Every record must appear in the response exactly as given.
Excerpted data START
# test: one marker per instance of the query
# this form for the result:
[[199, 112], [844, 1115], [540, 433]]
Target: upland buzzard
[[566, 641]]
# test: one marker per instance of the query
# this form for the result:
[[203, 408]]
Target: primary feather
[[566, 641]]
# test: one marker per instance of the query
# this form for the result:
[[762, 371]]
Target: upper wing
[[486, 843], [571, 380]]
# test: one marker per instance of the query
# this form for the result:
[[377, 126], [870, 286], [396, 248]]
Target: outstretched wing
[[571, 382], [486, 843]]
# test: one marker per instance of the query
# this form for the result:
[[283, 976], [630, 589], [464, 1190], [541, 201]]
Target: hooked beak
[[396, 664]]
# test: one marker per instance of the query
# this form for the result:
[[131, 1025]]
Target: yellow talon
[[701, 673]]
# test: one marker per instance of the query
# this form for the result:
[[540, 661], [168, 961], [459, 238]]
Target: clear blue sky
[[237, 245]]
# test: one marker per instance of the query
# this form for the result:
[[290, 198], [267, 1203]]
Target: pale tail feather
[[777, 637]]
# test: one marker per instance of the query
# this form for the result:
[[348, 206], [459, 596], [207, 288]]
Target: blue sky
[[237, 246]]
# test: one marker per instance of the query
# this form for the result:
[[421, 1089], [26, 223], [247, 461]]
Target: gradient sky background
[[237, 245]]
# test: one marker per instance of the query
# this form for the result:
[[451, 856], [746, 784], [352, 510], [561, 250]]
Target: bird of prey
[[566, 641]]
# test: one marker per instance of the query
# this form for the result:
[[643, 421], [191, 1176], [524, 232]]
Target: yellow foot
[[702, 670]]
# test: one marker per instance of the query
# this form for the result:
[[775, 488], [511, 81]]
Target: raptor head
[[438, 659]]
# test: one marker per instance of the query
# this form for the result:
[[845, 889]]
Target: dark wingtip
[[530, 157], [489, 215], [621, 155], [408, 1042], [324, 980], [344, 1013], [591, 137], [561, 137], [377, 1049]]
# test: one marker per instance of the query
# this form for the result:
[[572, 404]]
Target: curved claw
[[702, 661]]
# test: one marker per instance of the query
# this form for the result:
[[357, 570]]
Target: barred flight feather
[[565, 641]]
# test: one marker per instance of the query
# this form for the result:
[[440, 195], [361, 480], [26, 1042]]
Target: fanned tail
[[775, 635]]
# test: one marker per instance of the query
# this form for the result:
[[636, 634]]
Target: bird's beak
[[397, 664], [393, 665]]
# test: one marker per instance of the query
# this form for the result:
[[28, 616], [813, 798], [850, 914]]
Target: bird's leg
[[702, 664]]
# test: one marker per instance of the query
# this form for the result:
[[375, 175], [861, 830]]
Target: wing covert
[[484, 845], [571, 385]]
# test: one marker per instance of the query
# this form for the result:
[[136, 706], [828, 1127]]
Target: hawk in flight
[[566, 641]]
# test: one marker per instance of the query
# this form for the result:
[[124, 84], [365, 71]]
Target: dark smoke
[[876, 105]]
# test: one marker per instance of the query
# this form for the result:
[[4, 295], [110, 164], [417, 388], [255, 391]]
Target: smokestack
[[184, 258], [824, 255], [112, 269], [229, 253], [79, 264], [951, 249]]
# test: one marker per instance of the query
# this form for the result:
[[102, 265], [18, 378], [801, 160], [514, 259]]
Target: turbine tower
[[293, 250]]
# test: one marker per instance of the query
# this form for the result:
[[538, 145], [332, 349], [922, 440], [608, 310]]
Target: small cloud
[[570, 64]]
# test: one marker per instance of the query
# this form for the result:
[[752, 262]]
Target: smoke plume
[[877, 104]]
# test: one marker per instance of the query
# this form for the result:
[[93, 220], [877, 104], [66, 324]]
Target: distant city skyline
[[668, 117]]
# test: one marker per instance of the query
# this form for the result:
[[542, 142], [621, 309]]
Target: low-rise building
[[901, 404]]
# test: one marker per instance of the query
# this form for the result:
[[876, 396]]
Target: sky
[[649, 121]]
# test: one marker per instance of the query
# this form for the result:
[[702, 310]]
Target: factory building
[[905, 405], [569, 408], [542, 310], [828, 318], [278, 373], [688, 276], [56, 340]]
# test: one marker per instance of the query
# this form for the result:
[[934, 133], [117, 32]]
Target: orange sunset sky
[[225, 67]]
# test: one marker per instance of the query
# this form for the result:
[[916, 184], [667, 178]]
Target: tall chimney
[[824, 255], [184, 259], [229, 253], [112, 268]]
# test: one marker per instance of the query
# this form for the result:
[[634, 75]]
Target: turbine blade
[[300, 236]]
Excerpted data END
### The completed task
# test: one marker per instance of the query
# this form for the result:
[[199, 112], [844, 1115], [540, 433]]
Target: upland buzzard
[[566, 641]]
# test: one marker per instance of the query
# this form for the result:
[[203, 408]]
Target: primary feather
[[566, 641]]
# test: one marker per instance of the query
# this form for the result:
[[762, 371]]
Target: upper wing
[[486, 843], [571, 380]]
# test: one marker per instance of the query
# this form for the result:
[[377, 126], [870, 286], [396, 248]]
Target: outstretched wing
[[571, 382], [486, 843]]
# test: one marker per instance of the query
# this form for the result:
[[283, 976], [630, 589], [464, 1190], [541, 201]]
Target: hooked beak
[[396, 664]]
# test: one marker per instance of the query
# this form for the result:
[[131, 1025]]
Target: yellow talon
[[701, 673]]
# test: one marker per instance of the query
# this form for the result:
[[540, 661], [168, 961], [459, 238]]
Target: clear blue sky
[[237, 245]]
# test: one marker per instance of the query
# this form for the result:
[[290, 198], [267, 1203]]
Target: pale tail feather
[[777, 637]]
# test: one marker per instance of the query
# this form for the result:
[[348, 206], [459, 596], [207, 288]]
Target: blue sky
[[237, 246]]
# test: one marker per instance of the query
# this form for the result:
[[421, 1089], [26, 223], [247, 461]]
Target: gradient sky background
[[237, 245]]
# test: one marker per instance of the query
# this form for the result:
[[451, 856], [746, 784], [352, 510], [561, 250]]
Target: bird of prey
[[566, 641]]
# test: one marker per instance of the query
# this form for the result:
[[643, 421], [191, 1176], [524, 232]]
Target: yellow foot
[[702, 670]]
# test: one marker per instance of the query
# this form for the result:
[[775, 488], [511, 81]]
Target: raptor head
[[438, 659]]
# test: one marker per instance of the query
# this form for the result:
[[845, 889]]
Target: dark wingtip
[[530, 157], [489, 215], [621, 155], [408, 1042], [324, 980], [344, 1013], [591, 137], [561, 137], [377, 1049]]
# test: one marker per instance of the query
# this form for the result:
[[572, 404]]
Target: curved claw
[[702, 661]]
# test: one marker per instance of the query
# this form for the result:
[[357, 570]]
Target: barred flight feather
[[565, 641]]
# test: one marker per instance of the query
# this form for the result:
[[440, 195], [361, 480], [26, 1042]]
Target: fanned tail
[[775, 635]]
# test: one marker per instance of the query
# this form for the result:
[[636, 634]]
Target: bird's beak
[[397, 664], [393, 665]]
# test: one marker per instance of the query
# this form for the result:
[[28, 616], [813, 798], [850, 914]]
Target: bird's leg
[[702, 664]]
# test: one marker per instance of the query
# this form for the result:
[[375, 175], [861, 830]]
Target: wing covert
[[484, 845], [571, 385]]
# test: one marker per instance of the query
# this form for the result:
[[136, 706], [828, 1127]]
Target: hawk in flight
[[566, 641]]
# test: one marker per instance of the query
# this form for the result:
[[124, 84], [365, 71]]
Target: dark smoke
[[876, 105]]
# test: one marker per instance of the query
# this form for the result:
[[4, 295], [110, 164], [417, 388], [255, 391]]
Target: smokestack
[[184, 258], [824, 255], [112, 269], [229, 253], [79, 264], [951, 249]]
# test: one marker per instance of the query
# this form for the result:
[[102, 265], [18, 378], [801, 160], [514, 259]]
Target: turbine tower
[[293, 250]]
# test: one marker per instance of the query
# this form for the result:
[[538, 145], [332, 349], [922, 440], [608, 310]]
Target: small cloud
[[570, 64]]
# test: one marker per instance of the query
# this form for the result:
[[752, 262]]
Target: smoke plume
[[877, 104]]
# test: one marker per instance of the query
# this form for the result:
[[93, 220], [877, 104], [66, 324]]
Target: distant city skyline
[[668, 117]]
# test: one marker per instance of the query
# this form for the result:
[[542, 142], [621, 309]]
Target: low-rise building
[[901, 404]]
# test: one marker per instance of the query
# this form for the result:
[[876, 396]]
Target: sky
[[649, 121]]
# test: one marker per instance of the query
# this form for the result:
[[702, 310]]
Target: factory building
[[905, 405], [569, 408], [542, 310], [828, 318], [278, 373], [688, 276], [56, 340]]
# test: one marker per instance of the query
# this form for the result:
[[934, 133], [117, 32]]
Target: orange sunset sky
[[225, 67]]
# test: one marker per instance of the query
# this form for the result:
[[916, 184], [667, 178]]
Target: tall chimney
[[824, 255], [184, 259], [229, 253], [112, 268]]
# test: one marker per instance of the query
# this form for the result:
[[634, 75]]
Target: turbine blade
[[300, 236]]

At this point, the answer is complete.